Run "Vacuum" on the database to defragment it so that we don't leave a mess behind

VACUUM;

Step 4: Utilise the nodes_view table to do queries

Put the following in your Emacs INIT Protocol.

(defun +org-roam-node-list ()
  "Modified `org-roam-node-list' that utilises MATERIALIZED VIEW to cache
 expensive query operations;

 Return all nodes stored in the database as a list of `org-roam-node's."
  (let ((rows (org-roam-db-query
           "SELECT

nodes_view.nview_id, nodes_view.file, files.title,

nodes_view.\"level\", nodes_view.todo, nodes_view.pos,

nodes_view.priority, nodes_view.scheduled, nodes_view.deadline,

nodes_view.title, nodes_view.properties, nodes_view.olp,

files.atime, files.mtime, nodes_view.tag,

nodes_view.alias, nodes_view.type_ref

FROM nodes_view
INNER JOIN files ON files.file = nodes_view.file")))
      (cl-loop for row in rows
           append (pcase-let* ((`(,id ,file ,file-title ,level ,todo ,pos ,priority ,scheduled ,deadline
                      ,title ,properties ,olp ,atime ,mtime ,tags ,aliases ,refs)
                    row)
                   (all-titles (cons title aliases)))
            (mapcar (lambda (temp-title)
                  (org-roam-node-create :id id
                            :file file
                            :file-title file-title
                            :file-atime atime
                            :file-mtime mtime
                            :level level
                            :point pos
                            :todo todo
                            :priority priority
                            :scheduled scheduled
                            :deadline deadline
                            :title temp-title
                            :aliases aliases
                            :properties properties
                            :olp olp
                            :tags tags
                            :refs refs))

* _Saved entries_
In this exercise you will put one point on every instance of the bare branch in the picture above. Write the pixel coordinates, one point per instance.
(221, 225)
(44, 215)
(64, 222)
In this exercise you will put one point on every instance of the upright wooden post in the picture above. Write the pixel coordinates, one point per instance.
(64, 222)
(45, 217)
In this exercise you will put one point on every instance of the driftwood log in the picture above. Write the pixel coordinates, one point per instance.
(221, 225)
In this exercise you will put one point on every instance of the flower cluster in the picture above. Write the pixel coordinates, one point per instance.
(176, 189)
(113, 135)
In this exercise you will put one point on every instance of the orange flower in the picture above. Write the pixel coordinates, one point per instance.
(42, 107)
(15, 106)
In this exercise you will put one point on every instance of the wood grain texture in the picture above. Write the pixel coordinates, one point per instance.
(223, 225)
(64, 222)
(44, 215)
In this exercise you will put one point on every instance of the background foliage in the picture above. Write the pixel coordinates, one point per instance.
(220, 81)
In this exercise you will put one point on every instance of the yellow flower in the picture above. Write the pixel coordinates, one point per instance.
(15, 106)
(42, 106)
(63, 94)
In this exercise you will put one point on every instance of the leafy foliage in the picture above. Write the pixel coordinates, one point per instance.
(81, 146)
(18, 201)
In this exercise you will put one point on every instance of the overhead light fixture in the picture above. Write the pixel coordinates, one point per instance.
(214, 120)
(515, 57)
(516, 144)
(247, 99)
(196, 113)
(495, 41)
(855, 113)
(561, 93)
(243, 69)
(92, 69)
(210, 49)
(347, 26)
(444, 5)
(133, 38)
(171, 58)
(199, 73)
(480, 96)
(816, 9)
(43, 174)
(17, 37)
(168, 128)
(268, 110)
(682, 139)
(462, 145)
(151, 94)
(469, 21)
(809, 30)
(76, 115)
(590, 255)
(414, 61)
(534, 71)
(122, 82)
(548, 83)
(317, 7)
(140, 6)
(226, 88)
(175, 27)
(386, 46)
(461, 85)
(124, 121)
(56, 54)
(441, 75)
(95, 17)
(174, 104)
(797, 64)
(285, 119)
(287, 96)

* _WHAT YOU NEED TO DO_
**A.** Find every row above that contains the word "foliage", treating uppercase and lowercase as different, and copy each of those rows in full.
**B.** Please continue the text on caching org-roam node queries, starting right after its last line.

* _RESULTS_
**A.**
In this exercise you will put one point on every instance of the background foliage in the picture above. Write the pixel coordinates, one point per instance.
In this exercise you will put one point on every instance of the leafy foliage in the picture above. Write the pixel coordinates, one point per instance.

**B.**
                all-titles)))))

(advice-add 'org-roam-node-list :override #'+org-roam-node-list)    

Appendix:

Sql Transaction

It is recommended to save the following in a file named your choice - then pipe it into `sqlite3'

NOTE: These transactions will have to be reintroduced when db file is rebuilt. Such as when running `org-roam-db-sync' with `FORCE as NON-NIL'. These changes are made to the db file directly.

[Corollary]: These changes may be discarded easily by discarding the db file. (Remember to remove the advice to `org-roam-node-list' given just above when choosing to do so!)

$ sqlite3 "/path/to/your/db" < org-roam-db-materialized-view.sql
BEGIN TRANSACTION;

-- Create the materialized views table

CREATE TABLE nodes_view (
 nview_id PRIMARY KEY, file NOT NULL, level, pos, todo,
 priority, scheduled, deadline, title, properties, 
 olp, tag, alias, type_ref, 
 FOREIGN KEY (file) REFERENCES files (file) ON DELETE CASCADE);

-- Populate the table

INSERT INTO nodes_view (
 nview_id, file, level, pos, todo,
 priority, scheduled, deadline, title, properties,
 olp, tag, alias, type_ref)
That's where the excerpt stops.